* _WORK INSTRUCTIONS_
Copy the whole listing below line for line, without changing a single character.

[Data items]
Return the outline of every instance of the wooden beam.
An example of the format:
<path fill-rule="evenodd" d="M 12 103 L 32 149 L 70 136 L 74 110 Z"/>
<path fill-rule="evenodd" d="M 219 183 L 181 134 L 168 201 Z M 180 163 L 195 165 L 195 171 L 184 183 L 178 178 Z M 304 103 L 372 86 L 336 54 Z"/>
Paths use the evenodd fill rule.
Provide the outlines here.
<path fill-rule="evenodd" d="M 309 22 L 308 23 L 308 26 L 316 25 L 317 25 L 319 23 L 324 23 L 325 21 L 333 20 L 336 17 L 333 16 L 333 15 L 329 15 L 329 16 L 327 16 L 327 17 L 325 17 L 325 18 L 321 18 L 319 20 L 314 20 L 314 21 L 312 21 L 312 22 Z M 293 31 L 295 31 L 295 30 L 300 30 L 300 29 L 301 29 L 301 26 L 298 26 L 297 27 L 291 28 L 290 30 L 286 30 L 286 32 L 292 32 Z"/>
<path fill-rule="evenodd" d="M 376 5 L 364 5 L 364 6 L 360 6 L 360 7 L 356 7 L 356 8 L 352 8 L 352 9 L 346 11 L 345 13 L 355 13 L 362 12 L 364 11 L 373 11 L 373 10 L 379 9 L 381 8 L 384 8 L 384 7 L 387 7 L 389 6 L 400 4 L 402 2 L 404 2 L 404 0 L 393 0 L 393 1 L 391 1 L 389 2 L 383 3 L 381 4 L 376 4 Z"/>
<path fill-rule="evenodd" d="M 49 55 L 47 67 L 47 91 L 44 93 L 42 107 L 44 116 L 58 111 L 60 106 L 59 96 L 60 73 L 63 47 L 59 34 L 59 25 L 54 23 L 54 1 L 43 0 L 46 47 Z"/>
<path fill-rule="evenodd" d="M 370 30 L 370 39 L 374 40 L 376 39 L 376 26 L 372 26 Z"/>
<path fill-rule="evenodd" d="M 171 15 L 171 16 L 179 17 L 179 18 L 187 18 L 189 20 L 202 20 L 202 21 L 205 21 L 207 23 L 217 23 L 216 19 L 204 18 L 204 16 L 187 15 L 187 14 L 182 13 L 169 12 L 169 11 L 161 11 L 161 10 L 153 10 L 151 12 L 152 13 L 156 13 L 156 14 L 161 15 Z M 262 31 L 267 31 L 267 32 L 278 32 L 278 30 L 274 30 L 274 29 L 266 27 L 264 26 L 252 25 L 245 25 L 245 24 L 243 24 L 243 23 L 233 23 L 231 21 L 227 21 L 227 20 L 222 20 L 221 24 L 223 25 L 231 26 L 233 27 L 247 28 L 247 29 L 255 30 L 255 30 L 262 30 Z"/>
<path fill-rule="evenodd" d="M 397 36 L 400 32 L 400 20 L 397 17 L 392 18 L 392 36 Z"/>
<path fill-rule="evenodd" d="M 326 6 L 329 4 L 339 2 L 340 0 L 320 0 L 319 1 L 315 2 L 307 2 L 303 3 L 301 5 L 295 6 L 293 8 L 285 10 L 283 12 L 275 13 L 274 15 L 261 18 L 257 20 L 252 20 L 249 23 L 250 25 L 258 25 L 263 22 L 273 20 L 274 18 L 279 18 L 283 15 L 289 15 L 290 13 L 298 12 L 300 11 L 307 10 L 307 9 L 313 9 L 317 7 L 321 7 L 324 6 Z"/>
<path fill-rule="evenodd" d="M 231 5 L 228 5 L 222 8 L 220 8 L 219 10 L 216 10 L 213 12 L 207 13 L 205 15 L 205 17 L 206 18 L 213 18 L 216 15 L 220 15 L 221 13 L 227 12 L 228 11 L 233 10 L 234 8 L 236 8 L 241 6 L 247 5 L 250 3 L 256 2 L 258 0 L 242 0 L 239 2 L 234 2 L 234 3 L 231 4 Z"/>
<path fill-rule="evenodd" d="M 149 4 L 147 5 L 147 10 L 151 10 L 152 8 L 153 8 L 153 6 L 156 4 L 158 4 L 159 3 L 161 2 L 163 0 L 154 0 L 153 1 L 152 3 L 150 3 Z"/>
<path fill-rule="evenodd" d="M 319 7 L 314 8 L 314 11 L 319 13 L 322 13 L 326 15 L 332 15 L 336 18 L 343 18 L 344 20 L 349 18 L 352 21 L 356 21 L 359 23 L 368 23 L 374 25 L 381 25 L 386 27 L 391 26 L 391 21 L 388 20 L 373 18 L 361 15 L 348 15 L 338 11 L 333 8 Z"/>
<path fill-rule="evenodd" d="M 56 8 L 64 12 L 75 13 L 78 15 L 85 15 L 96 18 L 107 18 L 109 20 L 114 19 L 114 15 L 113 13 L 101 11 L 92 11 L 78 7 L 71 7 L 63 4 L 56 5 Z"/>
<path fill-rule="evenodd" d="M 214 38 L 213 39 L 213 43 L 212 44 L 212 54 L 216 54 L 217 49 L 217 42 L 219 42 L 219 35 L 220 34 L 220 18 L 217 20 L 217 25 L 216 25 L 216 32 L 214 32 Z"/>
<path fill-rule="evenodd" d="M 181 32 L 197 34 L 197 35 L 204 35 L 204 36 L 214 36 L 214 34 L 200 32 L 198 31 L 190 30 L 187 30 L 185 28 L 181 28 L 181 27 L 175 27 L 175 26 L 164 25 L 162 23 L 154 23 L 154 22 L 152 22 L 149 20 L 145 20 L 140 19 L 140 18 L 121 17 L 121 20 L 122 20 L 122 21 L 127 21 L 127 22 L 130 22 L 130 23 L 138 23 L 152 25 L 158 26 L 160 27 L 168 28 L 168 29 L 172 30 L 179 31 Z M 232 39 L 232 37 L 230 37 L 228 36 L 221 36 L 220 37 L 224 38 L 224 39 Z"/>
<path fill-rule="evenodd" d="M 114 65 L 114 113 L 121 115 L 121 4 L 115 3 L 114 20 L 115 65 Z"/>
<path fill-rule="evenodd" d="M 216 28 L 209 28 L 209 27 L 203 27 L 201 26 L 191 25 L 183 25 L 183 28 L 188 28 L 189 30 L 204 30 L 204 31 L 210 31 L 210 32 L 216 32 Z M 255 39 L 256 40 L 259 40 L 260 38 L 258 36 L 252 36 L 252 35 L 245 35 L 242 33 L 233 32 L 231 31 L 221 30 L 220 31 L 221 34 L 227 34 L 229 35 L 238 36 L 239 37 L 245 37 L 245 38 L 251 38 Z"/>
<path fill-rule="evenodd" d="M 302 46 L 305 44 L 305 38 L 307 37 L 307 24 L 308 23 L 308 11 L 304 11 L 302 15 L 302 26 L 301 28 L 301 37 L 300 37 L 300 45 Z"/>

* _WORKED SOLUTION_
Return the outline of every instance of the wooden beam.
An example of the format:
<path fill-rule="evenodd" d="M 12 103 L 32 149 L 70 136 L 74 110 Z"/>
<path fill-rule="evenodd" d="M 219 183 L 181 134 L 168 201 Z M 180 163 L 195 165 L 195 171 L 184 183 L 178 178 Z M 304 103 L 372 86 L 336 54 Z"/>
Paths use the evenodd fill rule.
Provide the outlines here.
<path fill-rule="evenodd" d="M 309 22 L 308 23 L 308 26 L 316 25 L 317 25 L 319 23 L 324 23 L 325 21 L 333 20 L 336 17 L 333 16 L 333 15 L 329 15 L 329 16 L 327 16 L 327 17 L 325 17 L 325 18 L 321 18 L 319 20 L 314 20 L 314 21 L 312 21 L 312 22 Z M 293 31 L 295 31 L 295 30 L 300 30 L 300 29 L 301 29 L 301 26 L 298 26 L 297 27 L 291 28 L 290 30 L 286 30 L 286 32 L 292 32 Z"/>
<path fill-rule="evenodd" d="M 376 5 L 364 5 L 364 6 L 360 6 L 360 7 L 356 7 L 356 8 L 352 8 L 352 9 L 346 11 L 345 13 L 355 13 L 362 12 L 364 11 L 373 11 L 373 10 L 379 9 L 381 8 L 384 8 L 384 7 L 387 7 L 389 6 L 400 4 L 402 2 L 404 2 L 404 0 L 393 0 L 393 1 L 391 1 L 389 2 L 383 3 L 381 4 L 376 4 Z"/>
<path fill-rule="evenodd" d="M 49 55 L 47 67 L 47 91 L 44 93 L 42 107 L 44 116 L 58 111 L 60 106 L 59 96 L 60 73 L 63 47 L 59 34 L 59 25 L 54 23 L 54 1 L 43 0 L 46 47 Z"/>
<path fill-rule="evenodd" d="M 370 30 L 370 39 L 374 40 L 376 39 L 376 26 L 372 26 Z"/>
<path fill-rule="evenodd" d="M 171 15 L 171 16 L 179 17 L 179 18 L 187 18 L 189 20 L 202 20 L 202 21 L 205 21 L 207 23 L 217 23 L 216 19 L 204 18 L 204 16 L 187 15 L 187 14 L 182 13 L 169 12 L 169 11 L 161 11 L 161 10 L 153 10 L 151 12 L 152 13 L 156 13 L 156 14 L 161 15 Z M 262 31 L 267 31 L 267 32 L 278 32 L 278 30 L 274 30 L 274 29 L 266 27 L 264 26 L 252 25 L 245 25 L 245 24 L 243 24 L 243 23 L 233 23 L 231 21 L 227 21 L 227 20 L 222 20 L 221 24 L 223 25 L 231 26 L 233 27 L 247 28 L 247 29 L 255 30 L 255 30 L 262 30 Z"/>
<path fill-rule="evenodd" d="M 397 36 L 400 32 L 400 20 L 397 17 L 392 18 L 392 36 Z"/>
<path fill-rule="evenodd" d="M 326 6 L 329 4 L 339 2 L 340 0 L 320 0 L 319 1 L 315 2 L 307 2 L 303 3 L 301 5 L 295 6 L 293 8 L 285 10 L 283 12 L 275 13 L 274 15 L 261 18 L 257 20 L 252 20 L 249 23 L 250 25 L 258 25 L 263 22 L 273 20 L 274 18 L 279 18 L 283 15 L 289 15 L 290 13 L 298 12 L 300 11 L 307 10 L 307 9 L 313 9 L 317 7 L 321 7 L 324 6 Z"/>
<path fill-rule="evenodd" d="M 231 5 L 228 5 L 222 8 L 220 8 L 219 10 L 216 10 L 213 12 L 207 13 L 205 15 L 205 17 L 206 18 L 213 18 L 216 15 L 220 15 L 221 13 L 227 12 L 228 11 L 233 10 L 234 8 L 236 8 L 241 6 L 247 5 L 250 3 L 256 2 L 258 0 L 242 0 L 239 2 L 234 2 L 234 3 L 231 4 Z"/>
<path fill-rule="evenodd" d="M 149 4 L 147 5 L 147 10 L 151 10 L 152 8 L 153 8 L 153 6 L 156 4 L 158 4 L 159 3 L 161 2 L 163 0 L 154 0 L 153 1 L 152 3 L 150 3 Z"/>
<path fill-rule="evenodd" d="M 319 7 L 314 8 L 314 11 L 319 13 L 322 13 L 326 15 L 332 15 L 336 18 L 343 18 L 344 20 L 349 18 L 352 21 L 356 21 L 359 23 L 368 23 L 374 25 L 381 25 L 386 27 L 391 26 L 391 21 L 388 20 L 373 18 L 361 15 L 348 15 L 338 11 L 333 8 Z"/>
<path fill-rule="evenodd" d="M 56 8 L 64 12 L 75 13 L 78 15 L 85 15 L 96 18 L 107 18 L 109 20 L 114 19 L 114 15 L 113 13 L 101 11 L 92 11 L 78 7 L 71 7 L 63 4 L 56 5 Z"/>
<path fill-rule="evenodd" d="M 214 38 L 213 39 L 213 43 L 212 44 L 212 54 L 216 54 L 217 49 L 217 42 L 219 42 L 219 35 L 220 34 L 220 18 L 217 20 L 217 25 L 216 25 L 216 32 L 214 32 Z"/>
<path fill-rule="evenodd" d="M 181 32 L 197 34 L 197 35 L 204 35 L 204 36 L 214 36 L 214 34 L 200 32 L 198 31 L 190 30 L 187 30 L 185 28 L 181 28 L 181 27 L 175 27 L 175 26 L 164 25 L 162 23 L 154 23 L 154 22 L 152 22 L 149 20 L 145 20 L 140 19 L 140 18 L 121 17 L 121 20 L 122 20 L 122 21 L 127 21 L 127 22 L 130 22 L 130 23 L 138 23 L 152 25 L 158 26 L 160 27 L 168 28 L 168 29 L 172 30 L 179 31 Z M 232 39 L 232 37 L 230 37 L 228 36 L 221 36 L 220 37 L 224 38 L 224 39 Z"/>
<path fill-rule="evenodd" d="M 114 65 L 114 113 L 121 115 L 121 4 L 115 3 L 114 20 L 115 65 Z"/>
<path fill-rule="evenodd" d="M 216 28 L 209 28 L 209 27 L 203 27 L 201 26 L 191 25 L 183 25 L 183 28 L 188 28 L 189 30 L 204 30 L 204 31 L 210 31 L 210 32 L 216 32 Z M 255 39 L 256 40 L 259 40 L 260 38 L 258 36 L 252 36 L 252 35 L 245 35 L 242 33 L 233 32 L 231 31 L 221 30 L 220 31 L 221 34 L 227 34 L 229 35 L 238 36 L 239 37 L 245 37 L 245 38 L 251 38 Z"/>
<path fill-rule="evenodd" d="M 302 46 L 305 44 L 305 38 L 307 37 L 307 24 L 308 23 L 308 11 L 304 11 L 302 15 L 302 26 L 301 28 L 301 37 L 300 37 L 300 45 Z"/>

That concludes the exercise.